Referring expression data
━━━━━━━━━━

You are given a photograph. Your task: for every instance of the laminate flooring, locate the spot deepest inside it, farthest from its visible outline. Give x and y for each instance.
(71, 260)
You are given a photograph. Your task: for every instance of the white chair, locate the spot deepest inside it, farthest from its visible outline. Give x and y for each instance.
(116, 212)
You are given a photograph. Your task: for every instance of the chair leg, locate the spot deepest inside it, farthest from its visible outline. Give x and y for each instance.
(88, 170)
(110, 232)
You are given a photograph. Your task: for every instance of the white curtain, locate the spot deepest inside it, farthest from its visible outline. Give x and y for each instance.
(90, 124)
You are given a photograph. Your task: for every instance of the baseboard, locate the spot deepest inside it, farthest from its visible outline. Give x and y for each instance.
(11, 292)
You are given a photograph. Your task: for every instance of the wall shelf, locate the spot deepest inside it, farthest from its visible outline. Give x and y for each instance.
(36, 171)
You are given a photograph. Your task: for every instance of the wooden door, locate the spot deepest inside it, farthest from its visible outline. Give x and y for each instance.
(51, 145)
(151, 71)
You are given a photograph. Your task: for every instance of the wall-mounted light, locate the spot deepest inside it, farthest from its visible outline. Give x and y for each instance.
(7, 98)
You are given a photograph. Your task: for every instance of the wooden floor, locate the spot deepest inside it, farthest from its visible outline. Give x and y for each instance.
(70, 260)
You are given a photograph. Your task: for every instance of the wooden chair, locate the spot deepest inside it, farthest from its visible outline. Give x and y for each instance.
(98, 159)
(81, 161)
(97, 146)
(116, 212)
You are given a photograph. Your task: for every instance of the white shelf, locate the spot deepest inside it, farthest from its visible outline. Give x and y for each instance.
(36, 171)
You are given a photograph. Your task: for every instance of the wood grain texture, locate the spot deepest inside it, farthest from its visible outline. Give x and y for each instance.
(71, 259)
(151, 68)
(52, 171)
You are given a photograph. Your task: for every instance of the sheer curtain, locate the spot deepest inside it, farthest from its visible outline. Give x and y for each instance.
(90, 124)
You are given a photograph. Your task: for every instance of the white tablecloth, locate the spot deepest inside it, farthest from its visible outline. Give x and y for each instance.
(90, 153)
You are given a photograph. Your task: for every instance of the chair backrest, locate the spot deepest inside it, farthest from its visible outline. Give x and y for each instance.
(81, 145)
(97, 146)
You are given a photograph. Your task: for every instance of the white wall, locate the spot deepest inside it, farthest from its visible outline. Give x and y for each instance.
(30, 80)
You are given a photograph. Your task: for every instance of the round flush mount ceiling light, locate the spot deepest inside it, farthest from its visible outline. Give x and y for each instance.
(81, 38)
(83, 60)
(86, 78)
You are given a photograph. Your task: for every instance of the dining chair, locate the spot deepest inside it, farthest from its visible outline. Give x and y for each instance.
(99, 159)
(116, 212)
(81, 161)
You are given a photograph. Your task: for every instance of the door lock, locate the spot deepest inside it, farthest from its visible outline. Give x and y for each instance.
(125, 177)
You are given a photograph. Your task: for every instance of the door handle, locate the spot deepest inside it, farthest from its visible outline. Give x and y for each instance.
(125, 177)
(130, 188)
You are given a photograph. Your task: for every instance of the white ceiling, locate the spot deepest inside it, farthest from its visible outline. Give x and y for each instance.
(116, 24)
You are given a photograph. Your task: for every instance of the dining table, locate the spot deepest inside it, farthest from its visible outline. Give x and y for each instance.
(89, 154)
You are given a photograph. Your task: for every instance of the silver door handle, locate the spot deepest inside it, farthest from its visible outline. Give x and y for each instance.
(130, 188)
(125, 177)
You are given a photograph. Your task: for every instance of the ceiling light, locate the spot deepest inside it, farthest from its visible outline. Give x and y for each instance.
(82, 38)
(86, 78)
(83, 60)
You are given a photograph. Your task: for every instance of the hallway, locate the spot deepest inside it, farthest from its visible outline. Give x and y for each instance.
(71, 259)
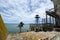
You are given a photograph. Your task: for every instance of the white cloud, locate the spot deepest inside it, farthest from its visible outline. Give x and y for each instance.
(22, 10)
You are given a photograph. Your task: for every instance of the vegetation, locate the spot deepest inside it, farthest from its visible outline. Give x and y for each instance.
(20, 25)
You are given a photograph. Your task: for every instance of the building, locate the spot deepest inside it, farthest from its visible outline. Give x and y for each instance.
(55, 14)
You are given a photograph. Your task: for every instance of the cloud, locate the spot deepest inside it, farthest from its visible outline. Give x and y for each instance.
(14, 11)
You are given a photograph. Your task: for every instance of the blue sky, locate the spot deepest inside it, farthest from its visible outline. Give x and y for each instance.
(14, 11)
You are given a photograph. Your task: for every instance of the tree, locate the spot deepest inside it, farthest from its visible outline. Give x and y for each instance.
(20, 25)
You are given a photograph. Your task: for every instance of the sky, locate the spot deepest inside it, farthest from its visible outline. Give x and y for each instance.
(15, 11)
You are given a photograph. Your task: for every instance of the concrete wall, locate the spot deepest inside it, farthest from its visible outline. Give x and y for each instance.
(3, 30)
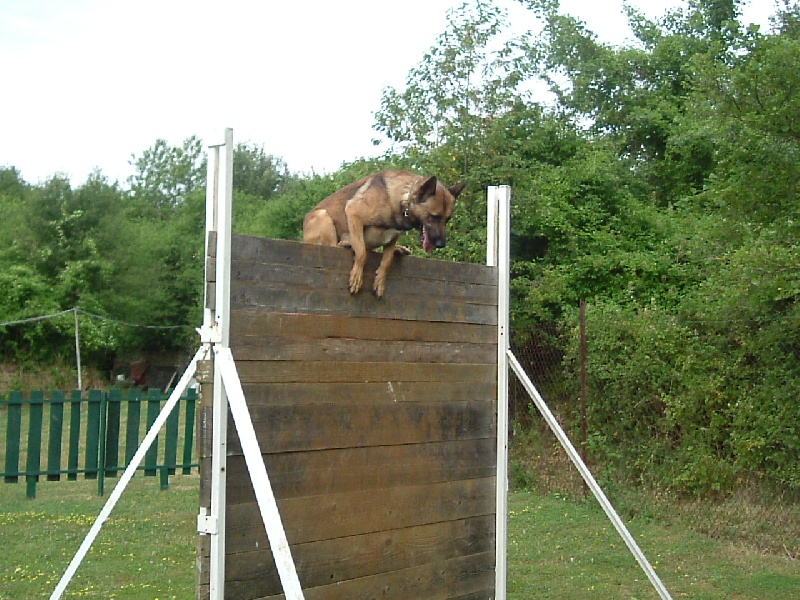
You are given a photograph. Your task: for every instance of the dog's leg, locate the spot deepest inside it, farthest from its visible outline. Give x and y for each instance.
(383, 269)
(356, 227)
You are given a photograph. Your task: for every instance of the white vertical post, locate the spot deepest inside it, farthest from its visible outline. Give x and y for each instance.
(498, 255)
(219, 200)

━━━━━━━━━━

--- Task ---
The answer consists solely of the lines from the one holding "of the concrete" through the last line of the entries above, set down verbatim, without any pictures.

--- Solution to the problem ---
You are given a photograph. Your task: for every instance of the concrete wall, locate the spot deepest inside it, farthest from its visible outline. Give x and y for each instance.
(3, 30)
You are given a photograph. Your task: for every instance of the dog's leg, locate the spot deepest inside it, farthest from its visible outline. Give x and y for each instance.
(383, 269)
(356, 227)
You are given a photograph. Your task: for every instance of the white vertical post, locate the spot deepest inside it, farthest from its visible outline. Give x and y for each instance.
(498, 255)
(219, 200)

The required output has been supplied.